## TASK INPUT:
★ ★ ★

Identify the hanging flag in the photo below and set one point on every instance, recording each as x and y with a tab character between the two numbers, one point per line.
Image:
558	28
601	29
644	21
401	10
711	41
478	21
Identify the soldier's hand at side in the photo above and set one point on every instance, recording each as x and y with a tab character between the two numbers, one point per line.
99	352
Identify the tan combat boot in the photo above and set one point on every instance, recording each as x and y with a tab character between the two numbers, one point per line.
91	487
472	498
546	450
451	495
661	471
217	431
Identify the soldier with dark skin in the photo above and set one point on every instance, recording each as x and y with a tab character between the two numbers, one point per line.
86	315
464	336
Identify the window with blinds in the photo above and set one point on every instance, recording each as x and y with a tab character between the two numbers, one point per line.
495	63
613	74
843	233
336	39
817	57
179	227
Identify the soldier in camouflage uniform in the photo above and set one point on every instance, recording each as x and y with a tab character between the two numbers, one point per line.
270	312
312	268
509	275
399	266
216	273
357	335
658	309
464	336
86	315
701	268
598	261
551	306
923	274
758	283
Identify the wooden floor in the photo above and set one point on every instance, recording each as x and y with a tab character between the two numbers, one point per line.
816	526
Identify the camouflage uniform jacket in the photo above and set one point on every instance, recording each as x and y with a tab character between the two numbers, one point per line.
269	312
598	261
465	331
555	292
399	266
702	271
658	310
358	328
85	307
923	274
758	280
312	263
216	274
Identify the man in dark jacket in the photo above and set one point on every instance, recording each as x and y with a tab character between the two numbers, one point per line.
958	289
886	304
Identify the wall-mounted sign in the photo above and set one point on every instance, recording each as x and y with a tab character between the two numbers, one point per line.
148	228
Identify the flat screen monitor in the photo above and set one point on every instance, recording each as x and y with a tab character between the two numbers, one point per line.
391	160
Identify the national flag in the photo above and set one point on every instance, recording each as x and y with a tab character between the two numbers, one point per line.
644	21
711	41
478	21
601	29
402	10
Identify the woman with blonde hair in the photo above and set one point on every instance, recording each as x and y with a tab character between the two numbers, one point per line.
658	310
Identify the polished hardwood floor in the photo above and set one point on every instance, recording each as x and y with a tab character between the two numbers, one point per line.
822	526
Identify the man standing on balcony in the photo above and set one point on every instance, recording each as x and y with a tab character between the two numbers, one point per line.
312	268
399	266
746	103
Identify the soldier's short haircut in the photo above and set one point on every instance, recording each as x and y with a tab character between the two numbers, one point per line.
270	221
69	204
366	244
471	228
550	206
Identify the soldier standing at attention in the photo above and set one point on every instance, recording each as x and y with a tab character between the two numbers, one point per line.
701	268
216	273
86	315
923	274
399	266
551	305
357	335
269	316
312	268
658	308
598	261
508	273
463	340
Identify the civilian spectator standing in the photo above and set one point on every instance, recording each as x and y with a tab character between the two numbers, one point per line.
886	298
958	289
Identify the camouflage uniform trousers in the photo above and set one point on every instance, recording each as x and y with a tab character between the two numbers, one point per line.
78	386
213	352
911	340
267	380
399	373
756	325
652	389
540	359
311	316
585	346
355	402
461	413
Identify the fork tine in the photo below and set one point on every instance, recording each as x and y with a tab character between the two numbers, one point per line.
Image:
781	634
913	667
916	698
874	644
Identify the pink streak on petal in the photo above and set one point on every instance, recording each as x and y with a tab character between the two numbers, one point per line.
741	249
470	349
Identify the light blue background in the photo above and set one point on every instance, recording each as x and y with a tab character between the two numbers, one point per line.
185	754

★ ★ ★

Convert all of the data above into a JSON list of strings, one string per line, omitting any blank lines.

[
  "Identify the hanging flag in the photo below and set one point on every instance, recording each as x and y with a tab character between the two numbers, one point per line.",
  "Image:",
  "558\t28",
  "601\t29",
  "644\t21",
  "401\t10",
  "711\t41",
  "478\t21",
  "Identify the soldier's hand at side in the photo above and set one point on every instance, recording each as x and y with a tab character between the two numbers, one point per line.",
  "99\t352",
  "Identify the tan combat boot in the photo above and set one point on every instance, recording each as x and y with a tab character between the two numbers, one point per line.",
  "91\t487",
  "472\t498",
  "546\t450",
  "451\t495",
  "661\t471",
  "217\t431",
  "Identify the soldier with dark skin in the photo above and set one point on every instance, recording each as x and y with a tab character between the two numbers, one point per line.",
  "86\t315",
  "464\t336",
  "Identify the window with blinds in the photo above and set one point on every instance, recording each as x and y with a tab character between the two numbers, one point per line.",
  "495\t63",
  "613\t74",
  "843\t233",
  "336\t39",
  "817\t57",
  "179\t227",
  "Identify the soldier in camouflage uniform in the photo above and set one point on every instance, recording each as x and y with a tab character between the two numbers, one point per line.",
  "270\t312",
  "312\t268",
  "509\t275",
  "399\t266",
  "216\t273",
  "357\t335",
  "658\t309",
  "464\t336",
  "86\t315",
  "701\t268",
  "598\t261",
  "551\t306",
  "923\t274",
  "758\t283",
  "Identify the wooden floor in the photo above and set one point on every instance, recording each as x and y with a tab character between the two numbers, one point per line.",
  "816\t526",
  "Identify the camouflage uniform jacket in the photo above and set one point on every instance, recording each as x and y with a tab character between the two numbers, one point per line.",
  "269\t312",
  "598\t261",
  "465\t331",
  "555\t292",
  "399\t266",
  "702\t271",
  "658\t310",
  "358\t328",
  "85\t307",
  "923\t274",
  "758\t280",
  "312\t263",
  "216\t274",
  "Identify the man in dark jacket in the photo above and set one point on every instance, recording each as x and y with a tab character between the two numbers, one point per line.",
  "958\t289",
  "886\t304",
  "Identify the wall-mounted sign in the photo above and set one point on every instance, recording each as x and y with a tab character between the two numbers, one point per line.",
  "148\t228",
  "Identify the flat screen monitor in the photo above and set one point on every instance, recording each as x and y with a tab character between the two numbers, one point per line.",
  "391\t160",
  "Identify the national flag in the photo above and set one point on every instance, recording each as x and y with a tab character between the two numbers, one point per line.",
  "644\t21",
  "711\t41",
  "478\t21",
  "601\t29",
  "402\t10",
  "Identify the woman with blonde hair in the photo above and set one point on every instance, recording each as x and y with a tab character between the two numbers, one point per line.",
  "658\t310",
  "Identify the polished hardwood floor in the photo above and set one point on every instance, recording each as x and y with a tab character between the two numbers, one point per line.",
  "822\t526",
  "Identify the man standing on balcony in the photo above and set one point on every instance, recording each as x and y with a tab character between the two numbers, one point per line.",
  "312\t268",
  "399\t266",
  "746\t103",
  "Identify the soldier's short haircut in the photo above and set one point on every instance, recording each as x and y with a tab character between the two numbers, one point per line.",
  "270\t221",
  "69\t204",
  "366\t244",
  "471\t228",
  "550\t206",
  "Identify the soldier standing at attention in the photo above and set one point on every instance, recording each as x and y with a tab character between the two numbers, one point per line.",
  "701\t268",
  "216\t273",
  "86\t315",
  "923\t274",
  "399\t266",
  "551\t305",
  "357\t335",
  "269\t316",
  "312\t268",
  "658\t308",
  "598\t261",
  "508\t273",
  "463\t340",
  "Identify the civilian spectator standing in the photo above and set one point on every instance, recording each as x and y with a tab character between the two numbers, one point per line.",
  "886\t298",
  "958\t289",
  "Identify the camouflage uniform trousers in the photo above and set one point on every instance, recording each as x and y with a tab character between the two numbers, one point per line.",
  "78\t386",
  "213\t352",
  "911\t340",
  "267\t380",
  "399\t373",
  "756\t325",
  "652\t389",
  "540\t359",
  "311\t316",
  "585\t346",
  "355\t402",
  "461\t413",
  "Identify the fork tine in the photo below and set one point on every instance, recording each as x and y with a tab character between the two numbers, one point per line.",
  "Image:",
  "781\t634",
  "913\t667",
  "916\t698",
  "874\t644",
  "Identify the pink streak on petal in the photo above and set one point on every instance, recording each as x and y with a tab character between the two numbers, one point per line.",
  "741\t249",
  "470\t349",
  "Identify the light blue background in the photo above and set one point on every instance, recording each as x and y with a tab character between the two numbers, one point per line.",
  "185\t754"
]